======== RECORDED DATA ========

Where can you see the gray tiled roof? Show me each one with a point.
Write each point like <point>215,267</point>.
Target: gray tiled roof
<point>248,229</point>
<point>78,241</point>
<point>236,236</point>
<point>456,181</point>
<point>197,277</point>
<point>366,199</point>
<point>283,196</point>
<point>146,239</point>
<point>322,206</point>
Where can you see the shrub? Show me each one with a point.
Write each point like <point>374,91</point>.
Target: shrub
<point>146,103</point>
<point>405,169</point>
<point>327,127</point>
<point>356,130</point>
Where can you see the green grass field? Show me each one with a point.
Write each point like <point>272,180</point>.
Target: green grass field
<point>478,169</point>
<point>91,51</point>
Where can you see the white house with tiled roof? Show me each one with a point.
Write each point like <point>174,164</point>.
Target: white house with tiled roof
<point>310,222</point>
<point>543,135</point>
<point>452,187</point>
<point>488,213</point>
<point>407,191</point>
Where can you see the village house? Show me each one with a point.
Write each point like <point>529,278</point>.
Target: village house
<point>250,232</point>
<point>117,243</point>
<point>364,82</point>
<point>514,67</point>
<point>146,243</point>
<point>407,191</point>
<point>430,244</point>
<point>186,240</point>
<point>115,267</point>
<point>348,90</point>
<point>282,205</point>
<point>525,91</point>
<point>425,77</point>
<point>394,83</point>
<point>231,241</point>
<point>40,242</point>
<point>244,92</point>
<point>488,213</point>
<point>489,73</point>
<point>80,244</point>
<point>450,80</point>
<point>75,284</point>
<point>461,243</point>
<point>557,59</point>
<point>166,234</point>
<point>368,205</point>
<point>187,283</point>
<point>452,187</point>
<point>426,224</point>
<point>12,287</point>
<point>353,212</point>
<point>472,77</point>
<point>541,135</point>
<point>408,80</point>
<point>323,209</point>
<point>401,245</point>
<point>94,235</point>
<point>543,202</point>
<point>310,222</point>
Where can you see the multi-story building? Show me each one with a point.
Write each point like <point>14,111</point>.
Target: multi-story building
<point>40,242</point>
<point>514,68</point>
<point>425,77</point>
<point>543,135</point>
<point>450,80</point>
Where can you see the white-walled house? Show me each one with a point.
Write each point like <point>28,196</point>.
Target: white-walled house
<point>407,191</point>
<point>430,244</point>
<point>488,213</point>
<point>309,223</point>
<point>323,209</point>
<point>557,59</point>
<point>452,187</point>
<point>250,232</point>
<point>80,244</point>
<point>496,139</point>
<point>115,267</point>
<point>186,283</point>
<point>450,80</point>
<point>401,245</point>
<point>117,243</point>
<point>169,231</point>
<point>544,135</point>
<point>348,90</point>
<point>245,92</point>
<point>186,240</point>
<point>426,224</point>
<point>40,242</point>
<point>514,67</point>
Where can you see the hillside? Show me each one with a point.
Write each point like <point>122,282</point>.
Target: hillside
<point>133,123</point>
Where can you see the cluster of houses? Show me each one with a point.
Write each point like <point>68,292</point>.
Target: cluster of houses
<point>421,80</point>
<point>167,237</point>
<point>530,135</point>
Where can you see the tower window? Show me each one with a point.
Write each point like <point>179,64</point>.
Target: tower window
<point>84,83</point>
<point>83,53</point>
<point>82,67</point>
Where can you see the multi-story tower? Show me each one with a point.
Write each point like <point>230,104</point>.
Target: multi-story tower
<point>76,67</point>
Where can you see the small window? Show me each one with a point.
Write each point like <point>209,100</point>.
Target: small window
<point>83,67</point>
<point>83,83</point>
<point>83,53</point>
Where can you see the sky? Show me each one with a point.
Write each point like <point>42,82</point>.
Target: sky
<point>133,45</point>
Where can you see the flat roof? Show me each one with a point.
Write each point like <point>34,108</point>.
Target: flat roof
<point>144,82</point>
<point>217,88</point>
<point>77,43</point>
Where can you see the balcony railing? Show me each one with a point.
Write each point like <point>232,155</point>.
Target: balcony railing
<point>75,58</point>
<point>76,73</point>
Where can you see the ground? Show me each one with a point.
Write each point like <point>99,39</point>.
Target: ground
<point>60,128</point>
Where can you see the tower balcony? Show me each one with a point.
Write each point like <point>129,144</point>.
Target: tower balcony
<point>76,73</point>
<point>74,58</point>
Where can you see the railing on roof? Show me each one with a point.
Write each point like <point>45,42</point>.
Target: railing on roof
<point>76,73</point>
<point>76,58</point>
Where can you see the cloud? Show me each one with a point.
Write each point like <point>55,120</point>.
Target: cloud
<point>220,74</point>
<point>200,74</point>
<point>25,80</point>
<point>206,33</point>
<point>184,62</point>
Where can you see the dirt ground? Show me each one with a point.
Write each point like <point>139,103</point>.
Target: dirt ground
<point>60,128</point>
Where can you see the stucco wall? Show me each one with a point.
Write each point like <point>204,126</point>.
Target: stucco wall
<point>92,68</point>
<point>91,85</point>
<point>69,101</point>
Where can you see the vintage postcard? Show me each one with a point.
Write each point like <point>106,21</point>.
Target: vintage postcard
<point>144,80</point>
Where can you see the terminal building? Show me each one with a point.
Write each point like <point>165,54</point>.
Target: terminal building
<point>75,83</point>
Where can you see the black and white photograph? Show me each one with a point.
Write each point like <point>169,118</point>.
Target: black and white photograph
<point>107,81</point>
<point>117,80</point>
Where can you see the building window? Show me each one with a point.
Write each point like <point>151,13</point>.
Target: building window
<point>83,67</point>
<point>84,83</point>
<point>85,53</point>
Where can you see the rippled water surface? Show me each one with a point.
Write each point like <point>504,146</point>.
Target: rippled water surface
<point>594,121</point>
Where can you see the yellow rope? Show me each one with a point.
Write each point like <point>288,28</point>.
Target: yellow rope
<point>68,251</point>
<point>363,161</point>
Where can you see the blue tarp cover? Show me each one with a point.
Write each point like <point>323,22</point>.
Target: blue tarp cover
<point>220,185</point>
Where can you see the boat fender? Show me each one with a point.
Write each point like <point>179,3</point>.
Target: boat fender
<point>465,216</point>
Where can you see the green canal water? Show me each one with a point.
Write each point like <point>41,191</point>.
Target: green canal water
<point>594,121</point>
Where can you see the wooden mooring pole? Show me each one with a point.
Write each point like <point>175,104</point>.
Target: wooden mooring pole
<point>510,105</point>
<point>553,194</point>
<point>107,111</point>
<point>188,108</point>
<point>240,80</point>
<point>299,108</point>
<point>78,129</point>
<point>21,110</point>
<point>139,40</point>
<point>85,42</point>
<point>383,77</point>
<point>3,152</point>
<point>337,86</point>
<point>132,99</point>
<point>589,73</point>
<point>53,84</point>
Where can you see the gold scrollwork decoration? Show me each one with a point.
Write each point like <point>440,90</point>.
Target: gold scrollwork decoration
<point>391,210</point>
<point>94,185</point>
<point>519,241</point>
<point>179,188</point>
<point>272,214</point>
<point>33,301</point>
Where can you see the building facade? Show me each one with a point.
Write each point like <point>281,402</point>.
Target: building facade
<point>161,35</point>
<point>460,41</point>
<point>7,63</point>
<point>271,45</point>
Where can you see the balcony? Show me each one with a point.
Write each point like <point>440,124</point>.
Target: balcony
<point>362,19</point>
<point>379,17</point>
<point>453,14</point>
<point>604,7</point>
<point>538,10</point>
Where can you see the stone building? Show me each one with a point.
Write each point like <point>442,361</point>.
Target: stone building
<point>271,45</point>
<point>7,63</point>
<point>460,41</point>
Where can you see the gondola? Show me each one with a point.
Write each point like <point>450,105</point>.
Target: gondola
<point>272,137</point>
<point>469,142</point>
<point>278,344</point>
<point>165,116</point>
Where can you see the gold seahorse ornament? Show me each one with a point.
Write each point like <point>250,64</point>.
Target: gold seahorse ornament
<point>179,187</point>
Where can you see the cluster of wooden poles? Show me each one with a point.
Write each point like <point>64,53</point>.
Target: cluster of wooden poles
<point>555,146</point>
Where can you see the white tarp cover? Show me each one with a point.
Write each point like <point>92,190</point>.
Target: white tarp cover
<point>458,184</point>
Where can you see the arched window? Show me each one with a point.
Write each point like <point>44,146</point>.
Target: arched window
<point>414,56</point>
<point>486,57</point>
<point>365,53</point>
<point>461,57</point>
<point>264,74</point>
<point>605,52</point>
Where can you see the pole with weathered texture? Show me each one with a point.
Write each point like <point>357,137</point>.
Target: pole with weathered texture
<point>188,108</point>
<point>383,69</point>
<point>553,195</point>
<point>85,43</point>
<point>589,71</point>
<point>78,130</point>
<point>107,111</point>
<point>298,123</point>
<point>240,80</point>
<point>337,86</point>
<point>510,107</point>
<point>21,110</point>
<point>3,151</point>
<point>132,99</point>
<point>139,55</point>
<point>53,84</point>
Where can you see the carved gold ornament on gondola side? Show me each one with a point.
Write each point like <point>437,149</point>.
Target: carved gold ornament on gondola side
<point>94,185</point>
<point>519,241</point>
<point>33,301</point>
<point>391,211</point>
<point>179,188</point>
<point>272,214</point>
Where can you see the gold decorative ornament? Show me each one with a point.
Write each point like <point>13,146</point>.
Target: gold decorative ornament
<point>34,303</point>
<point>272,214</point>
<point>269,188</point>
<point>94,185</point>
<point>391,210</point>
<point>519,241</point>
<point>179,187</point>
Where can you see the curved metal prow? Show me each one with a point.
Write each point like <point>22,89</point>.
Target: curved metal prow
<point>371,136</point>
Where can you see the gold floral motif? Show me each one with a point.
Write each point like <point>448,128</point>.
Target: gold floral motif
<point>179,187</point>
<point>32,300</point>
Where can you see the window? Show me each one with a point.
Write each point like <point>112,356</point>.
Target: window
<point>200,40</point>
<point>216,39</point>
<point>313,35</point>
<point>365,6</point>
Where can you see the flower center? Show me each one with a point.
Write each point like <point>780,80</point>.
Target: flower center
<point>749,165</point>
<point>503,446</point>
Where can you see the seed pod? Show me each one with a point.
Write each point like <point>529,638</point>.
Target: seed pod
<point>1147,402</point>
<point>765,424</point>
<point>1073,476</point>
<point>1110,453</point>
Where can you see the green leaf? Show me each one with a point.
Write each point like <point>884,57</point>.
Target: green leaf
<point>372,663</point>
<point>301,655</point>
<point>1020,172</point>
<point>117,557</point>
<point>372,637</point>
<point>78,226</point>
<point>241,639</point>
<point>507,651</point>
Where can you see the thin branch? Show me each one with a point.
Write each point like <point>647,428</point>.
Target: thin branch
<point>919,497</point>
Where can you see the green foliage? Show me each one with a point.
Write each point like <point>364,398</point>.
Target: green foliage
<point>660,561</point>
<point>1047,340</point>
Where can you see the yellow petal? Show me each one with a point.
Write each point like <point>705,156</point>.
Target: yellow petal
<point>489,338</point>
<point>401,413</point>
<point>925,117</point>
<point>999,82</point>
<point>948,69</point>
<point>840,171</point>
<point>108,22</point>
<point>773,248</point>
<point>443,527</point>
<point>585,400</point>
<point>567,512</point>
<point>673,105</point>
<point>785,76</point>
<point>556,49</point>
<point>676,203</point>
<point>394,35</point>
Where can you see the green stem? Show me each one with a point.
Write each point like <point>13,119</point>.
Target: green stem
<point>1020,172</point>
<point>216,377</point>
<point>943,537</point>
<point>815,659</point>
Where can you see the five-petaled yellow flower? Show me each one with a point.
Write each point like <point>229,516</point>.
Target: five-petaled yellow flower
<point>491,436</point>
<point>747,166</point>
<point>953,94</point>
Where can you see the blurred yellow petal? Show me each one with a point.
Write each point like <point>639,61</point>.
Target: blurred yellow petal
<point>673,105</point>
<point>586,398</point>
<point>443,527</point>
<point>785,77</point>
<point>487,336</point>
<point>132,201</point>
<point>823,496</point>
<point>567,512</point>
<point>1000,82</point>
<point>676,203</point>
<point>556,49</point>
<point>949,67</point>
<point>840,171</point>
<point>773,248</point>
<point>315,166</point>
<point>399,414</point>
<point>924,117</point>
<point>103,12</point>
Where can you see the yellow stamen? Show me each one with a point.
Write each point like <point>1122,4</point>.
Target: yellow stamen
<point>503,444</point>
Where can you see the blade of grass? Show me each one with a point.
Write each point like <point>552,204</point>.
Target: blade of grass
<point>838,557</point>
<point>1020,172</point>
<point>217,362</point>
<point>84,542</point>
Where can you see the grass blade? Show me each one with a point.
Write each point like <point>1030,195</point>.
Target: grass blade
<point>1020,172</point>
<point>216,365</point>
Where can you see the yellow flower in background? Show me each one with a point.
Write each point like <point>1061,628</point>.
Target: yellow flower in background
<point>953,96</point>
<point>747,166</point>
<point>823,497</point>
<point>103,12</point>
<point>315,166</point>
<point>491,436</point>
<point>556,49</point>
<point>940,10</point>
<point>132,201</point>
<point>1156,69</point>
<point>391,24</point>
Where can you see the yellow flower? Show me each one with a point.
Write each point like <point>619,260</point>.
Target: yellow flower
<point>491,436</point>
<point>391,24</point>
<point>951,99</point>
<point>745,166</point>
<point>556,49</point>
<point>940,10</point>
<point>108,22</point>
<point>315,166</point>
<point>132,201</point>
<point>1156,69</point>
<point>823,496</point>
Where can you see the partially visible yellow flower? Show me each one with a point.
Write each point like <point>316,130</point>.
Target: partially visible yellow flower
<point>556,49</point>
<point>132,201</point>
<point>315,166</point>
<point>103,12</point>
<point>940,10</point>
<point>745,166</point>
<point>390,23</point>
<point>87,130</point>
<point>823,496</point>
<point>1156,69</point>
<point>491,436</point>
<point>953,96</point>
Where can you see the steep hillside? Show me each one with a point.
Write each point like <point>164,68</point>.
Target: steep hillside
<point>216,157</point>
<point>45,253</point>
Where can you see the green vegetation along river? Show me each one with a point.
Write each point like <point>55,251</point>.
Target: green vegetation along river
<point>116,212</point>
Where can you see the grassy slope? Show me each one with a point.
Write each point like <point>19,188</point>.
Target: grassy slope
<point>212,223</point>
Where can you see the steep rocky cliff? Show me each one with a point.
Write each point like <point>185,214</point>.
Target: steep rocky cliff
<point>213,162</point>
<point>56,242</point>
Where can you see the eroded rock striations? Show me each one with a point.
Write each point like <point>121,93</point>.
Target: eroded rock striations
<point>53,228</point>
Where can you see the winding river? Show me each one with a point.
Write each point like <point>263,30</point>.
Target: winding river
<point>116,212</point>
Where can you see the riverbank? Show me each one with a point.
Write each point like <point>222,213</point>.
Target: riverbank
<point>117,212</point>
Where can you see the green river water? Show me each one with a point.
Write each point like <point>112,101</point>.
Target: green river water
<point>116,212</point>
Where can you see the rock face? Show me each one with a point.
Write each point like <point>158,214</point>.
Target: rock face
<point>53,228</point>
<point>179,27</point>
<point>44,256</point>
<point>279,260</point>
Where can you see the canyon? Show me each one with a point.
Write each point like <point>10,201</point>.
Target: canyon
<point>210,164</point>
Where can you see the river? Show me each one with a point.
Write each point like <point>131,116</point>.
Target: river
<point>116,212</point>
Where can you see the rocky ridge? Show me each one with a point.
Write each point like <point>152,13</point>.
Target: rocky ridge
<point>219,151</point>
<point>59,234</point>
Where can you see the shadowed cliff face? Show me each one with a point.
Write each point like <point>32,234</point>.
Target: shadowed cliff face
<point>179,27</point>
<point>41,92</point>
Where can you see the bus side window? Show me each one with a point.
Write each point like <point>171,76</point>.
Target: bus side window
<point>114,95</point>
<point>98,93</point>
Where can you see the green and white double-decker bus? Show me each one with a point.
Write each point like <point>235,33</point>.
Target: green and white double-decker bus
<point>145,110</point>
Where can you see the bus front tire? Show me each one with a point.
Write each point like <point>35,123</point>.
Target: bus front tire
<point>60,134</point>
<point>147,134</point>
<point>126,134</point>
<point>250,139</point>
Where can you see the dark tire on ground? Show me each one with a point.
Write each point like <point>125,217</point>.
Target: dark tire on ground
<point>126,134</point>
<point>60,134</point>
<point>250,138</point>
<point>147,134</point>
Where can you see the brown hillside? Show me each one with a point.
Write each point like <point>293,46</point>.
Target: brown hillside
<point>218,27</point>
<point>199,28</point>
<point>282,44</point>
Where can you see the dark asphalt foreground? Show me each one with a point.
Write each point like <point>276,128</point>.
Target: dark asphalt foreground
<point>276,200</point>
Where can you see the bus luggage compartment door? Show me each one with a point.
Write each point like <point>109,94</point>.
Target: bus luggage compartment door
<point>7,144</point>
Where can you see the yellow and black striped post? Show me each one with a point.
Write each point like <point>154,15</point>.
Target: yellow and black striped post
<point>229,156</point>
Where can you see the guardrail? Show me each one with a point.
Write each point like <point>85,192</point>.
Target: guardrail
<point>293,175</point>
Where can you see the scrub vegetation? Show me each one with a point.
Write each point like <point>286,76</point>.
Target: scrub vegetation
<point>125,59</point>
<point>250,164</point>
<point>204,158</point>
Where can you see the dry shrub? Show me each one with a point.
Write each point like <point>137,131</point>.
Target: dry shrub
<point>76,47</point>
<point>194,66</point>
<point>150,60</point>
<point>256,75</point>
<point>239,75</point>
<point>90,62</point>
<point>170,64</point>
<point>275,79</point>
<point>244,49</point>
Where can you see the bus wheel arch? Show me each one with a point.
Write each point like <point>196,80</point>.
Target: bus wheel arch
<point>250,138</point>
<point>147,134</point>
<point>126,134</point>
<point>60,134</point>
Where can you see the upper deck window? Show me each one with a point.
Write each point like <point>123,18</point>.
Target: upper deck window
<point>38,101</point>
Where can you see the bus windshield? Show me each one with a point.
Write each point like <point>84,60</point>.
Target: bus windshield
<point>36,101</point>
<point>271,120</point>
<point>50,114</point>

========

TASK DESCRIPTION
In the data above, start at the line that has "Where can you see the yellow petal?", stop after the line that has "Write each point like <point>639,61</point>.", and print every line in between exactly as it stands.

EXERCISE SOLUTION
Where can you see the yellow petal? Show me each one with a point.
Write each point like <point>705,156</point>.
Target: yellow petal
<point>489,338</point>
<point>401,413</point>
<point>925,117</point>
<point>999,82</point>
<point>948,69</point>
<point>840,171</point>
<point>108,22</point>
<point>773,248</point>
<point>443,527</point>
<point>585,400</point>
<point>567,512</point>
<point>673,105</point>
<point>785,76</point>
<point>556,49</point>
<point>676,203</point>
<point>394,35</point>
Where can you see the green stem? Show me each one with a point.
Write each point like <point>13,119</point>.
Target: green stem
<point>1020,172</point>
<point>216,377</point>
<point>943,537</point>
<point>815,659</point>
Where can you see the five-petaled yellow flower? Show me each one with a point.
Write each point like <point>229,516</point>.
Target: five-petaled yellow flower
<point>491,436</point>
<point>747,166</point>
<point>953,94</point>
Where can you see the blurred yellow petal? Show me each one with a point.
Write each point like <point>639,61</point>.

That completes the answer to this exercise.